_Petunjuk Pengerjaan_
Ubah semua baris di bawah ini menjadi daftar bernomor dan hilangkan baris kosong.

· · · · · · ·

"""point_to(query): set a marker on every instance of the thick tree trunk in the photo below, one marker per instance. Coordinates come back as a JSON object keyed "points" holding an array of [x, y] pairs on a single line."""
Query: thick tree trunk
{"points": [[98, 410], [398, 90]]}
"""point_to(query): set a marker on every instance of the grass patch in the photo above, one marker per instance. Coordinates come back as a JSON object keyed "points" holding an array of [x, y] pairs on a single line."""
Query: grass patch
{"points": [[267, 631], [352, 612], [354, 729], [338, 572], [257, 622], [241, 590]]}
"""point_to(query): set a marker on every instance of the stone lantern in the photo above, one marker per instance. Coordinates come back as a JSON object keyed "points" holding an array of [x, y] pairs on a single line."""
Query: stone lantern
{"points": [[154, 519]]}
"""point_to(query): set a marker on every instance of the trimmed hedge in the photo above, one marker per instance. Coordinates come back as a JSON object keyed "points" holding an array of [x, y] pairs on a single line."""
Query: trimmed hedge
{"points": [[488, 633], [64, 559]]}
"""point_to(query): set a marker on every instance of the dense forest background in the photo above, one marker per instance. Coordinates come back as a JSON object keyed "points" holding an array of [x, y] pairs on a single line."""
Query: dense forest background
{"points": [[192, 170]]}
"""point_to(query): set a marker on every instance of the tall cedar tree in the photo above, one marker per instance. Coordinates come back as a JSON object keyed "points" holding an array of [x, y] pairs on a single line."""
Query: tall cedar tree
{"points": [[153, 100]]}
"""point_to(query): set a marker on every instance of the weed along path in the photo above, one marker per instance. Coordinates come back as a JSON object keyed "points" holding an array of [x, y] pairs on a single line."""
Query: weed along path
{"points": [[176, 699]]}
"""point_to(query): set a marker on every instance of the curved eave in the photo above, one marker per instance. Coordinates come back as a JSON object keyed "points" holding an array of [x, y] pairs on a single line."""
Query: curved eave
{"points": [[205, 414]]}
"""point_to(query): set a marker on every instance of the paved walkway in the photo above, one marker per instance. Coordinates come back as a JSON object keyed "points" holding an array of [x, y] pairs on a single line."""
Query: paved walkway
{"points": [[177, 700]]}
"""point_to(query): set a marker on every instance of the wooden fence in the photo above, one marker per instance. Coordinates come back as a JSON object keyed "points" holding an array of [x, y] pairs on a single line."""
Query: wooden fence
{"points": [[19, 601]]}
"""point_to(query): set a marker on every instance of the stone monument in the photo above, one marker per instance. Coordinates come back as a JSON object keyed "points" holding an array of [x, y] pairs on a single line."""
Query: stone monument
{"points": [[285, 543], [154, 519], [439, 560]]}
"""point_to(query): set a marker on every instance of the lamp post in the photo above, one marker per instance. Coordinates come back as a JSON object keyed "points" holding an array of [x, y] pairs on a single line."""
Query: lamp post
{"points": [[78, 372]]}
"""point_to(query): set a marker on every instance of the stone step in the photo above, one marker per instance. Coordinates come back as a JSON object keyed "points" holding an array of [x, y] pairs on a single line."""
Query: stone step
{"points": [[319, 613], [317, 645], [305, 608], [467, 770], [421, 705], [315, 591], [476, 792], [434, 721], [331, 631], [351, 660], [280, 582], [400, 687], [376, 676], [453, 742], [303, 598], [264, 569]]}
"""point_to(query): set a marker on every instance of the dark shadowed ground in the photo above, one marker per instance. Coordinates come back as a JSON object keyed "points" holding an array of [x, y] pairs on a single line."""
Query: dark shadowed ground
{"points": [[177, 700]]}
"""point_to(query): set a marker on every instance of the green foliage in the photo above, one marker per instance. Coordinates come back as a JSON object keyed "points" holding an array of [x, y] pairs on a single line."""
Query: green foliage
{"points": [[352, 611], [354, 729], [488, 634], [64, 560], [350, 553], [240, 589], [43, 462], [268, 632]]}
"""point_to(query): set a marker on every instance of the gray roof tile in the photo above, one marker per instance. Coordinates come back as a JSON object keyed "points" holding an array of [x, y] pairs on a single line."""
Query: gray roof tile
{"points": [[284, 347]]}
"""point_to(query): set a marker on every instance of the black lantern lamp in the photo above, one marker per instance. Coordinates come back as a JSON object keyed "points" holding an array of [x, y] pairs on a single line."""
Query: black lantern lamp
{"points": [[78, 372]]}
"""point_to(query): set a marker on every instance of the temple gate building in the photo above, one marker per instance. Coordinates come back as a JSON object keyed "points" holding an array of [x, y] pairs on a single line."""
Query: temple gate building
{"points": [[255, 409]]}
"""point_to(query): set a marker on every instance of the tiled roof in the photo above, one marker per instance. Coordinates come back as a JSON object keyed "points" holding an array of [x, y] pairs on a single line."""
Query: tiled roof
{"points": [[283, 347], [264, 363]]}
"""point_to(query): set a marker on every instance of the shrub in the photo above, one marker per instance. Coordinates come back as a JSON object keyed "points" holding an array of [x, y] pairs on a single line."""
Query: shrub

· · · · · · ·

_Jawaban Lengkap_
1. """point_to(query): set a marker on every instance of the thick tree trunk in the photo below, one marker per instance. Coordinates come back as a JSON object keyed "points" holding an array of [x, y] pairs on a single line."""
2. Query: thick tree trunk
3. {"points": [[98, 410], [398, 90]]}
4. """point_to(query): set a marker on every instance of the grass patch in the photo above, one marker per instance. Coordinates come back as a JSON object keyed "points" holding an array of [x, y] pairs on a single line."""
5. Query: grass patch
6. {"points": [[267, 631], [352, 612], [354, 729], [338, 572], [257, 622], [241, 590]]}
7. """point_to(query): set a marker on every instance of the stone lantern in the photo above, one marker per instance. Coordinates come back as a JSON object keyed "points" holding an array of [x, y] pairs on a single line."""
8. Query: stone lantern
9. {"points": [[154, 519]]}
10. """point_to(query): set a marker on every instance of the trimmed hedge in the photo above, one marker per instance. Coordinates come back as a JSON object keyed "points" holding an array of [x, y] pairs on a single line."""
11. Query: trimmed hedge
12. {"points": [[488, 633], [64, 559]]}
13. """point_to(query): set a marker on every instance of the dense forest background in the photo above, one marker per instance. Coordinates come back as a JSON object keyed "points" holding an array of [x, y] pairs on a single line."""
14. Query: dense forest background
15. {"points": [[192, 170]]}
16. """point_to(query): set a marker on every instance of the tall cedar tree in the photo above, one marker per instance. Coordinates come back as a JSON object keyed "points" holding an array of [x, y] pairs on a single line."""
17. Query: tall cedar tree
18. {"points": [[153, 100]]}
19. """point_to(query): set a marker on every instance of the weed along path in the photo above, one marker per instance. Coordinates come back as a JSON object keyed "points" holding an array of [x, y] pairs on a single line."""
20. Query: weed along path
21. {"points": [[176, 699]]}
22. """point_to(query): set a marker on every instance of the curved eave in the photo above, one marker per instance. Coordinates come back as a JSON object keyed "points" holding an array of [x, y] pairs on a single line."""
23. Query: curved eave
24. {"points": [[205, 414]]}
25. """point_to(query): set a marker on every instance of the paved walkway in the photo above, one marker per instance. Coordinates come back as a JSON object keyed "points" holding an array of [x, y] pairs on a single line."""
26. Query: paved walkway
27. {"points": [[177, 700]]}
28. """point_to(query): set a marker on every instance of the wooden fence in the photo above, one marker per instance. Coordinates come back as a JSON object keyed "points" holding an array of [x, y] pairs on a single line."""
29. Query: wooden fence
30. {"points": [[19, 601]]}
31. """point_to(query): set a marker on every instance of the stone monument in the photo above, one marker per instance. Coordinates come back as a JSON object keyed "points" holding an array of [x, y] pairs on a single line."""
32. Query: stone monument
33. {"points": [[285, 543], [154, 519], [439, 560]]}
34. """point_to(query): set a marker on every instance of the lamp post in the photo above, one marker per instance. Coordinates come back as a JSON object keyed "points" holding an array of [x, y] pairs on a single line."""
35. Query: lamp post
36. {"points": [[78, 372]]}
37. """point_to(query): set a marker on every instance of the stone step in the photo above, one marker per instance. Coordinates come back as a JSON object keyed "points" holding an array of [x, y] pairs on a single line."""
38. Query: stone step
39. {"points": [[319, 613], [317, 645], [305, 608], [467, 770], [421, 705], [315, 591], [476, 792], [434, 721], [331, 631], [351, 660], [280, 582], [400, 687], [376, 676], [453, 742], [303, 598], [264, 569]]}
40. """point_to(query): set a marker on every instance of the dark shadowed ground in the photo above, one marker per instance. Coordinates come back as a JSON object keyed "points" holding an array of [x, y] pairs on a single line."""
41. Query: dark shadowed ground
42. {"points": [[177, 700]]}
43. """point_to(query): set a marker on every instance of the green foliage in the photo above, one marker per instance. Coordinates come back as a JSON object keyed "points" holding an array of [x, y] pairs on a single line."""
44. Query: green foliage
45. {"points": [[352, 611], [354, 729], [488, 634], [64, 560], [350, 553], [240, 589], [43, 462], [268, 632]]}
46. """point_to(query): set a marker on every instance of the gray roof tile in the photo above, one marker per instance. Coordinates come back as a JSON object keyed "points" holding an array of [x, y] pairs on a single line."""
47. Query: gray roof tile
48. {"points": [[284, 347]]}
49. """point_to(query): set a marker on every instance of the black lantern lamp in the photo above, one marker per instance. Coordinates come back as a JSON object keyed "points" holding an array of [x, y] pairs on a single line."""
50. Query: black lantern lamp
51. {"points": [[78, 372]]}
52. """point_to(query): set a marker on every instance of the temple gate building in the photo above, one marker per instance. Coordinates come back as a JSON object keyed "points" holding an array of [x, y] pairs on a single line."""
53. Query: temple gate building
54. {"points": [[255, 409]]}
55. """point_to(query): set a marker on every instance of the tiled roof in the photo above, one marker per instance. Coordinates come back as a JSON object keyed "points" holding an array of [x, y] pairs on a single line."""
56. Query: tiled roof
57. {"points": [[283, 347], [264, 363]]}
58. """point_to(query): set a marker on every instance of the shrub in the photo above, one marker per instance. Coordinates come back as a JSON object keyed "points" holding an array of [x, y] pairs on a single line."""
59. Query: shrub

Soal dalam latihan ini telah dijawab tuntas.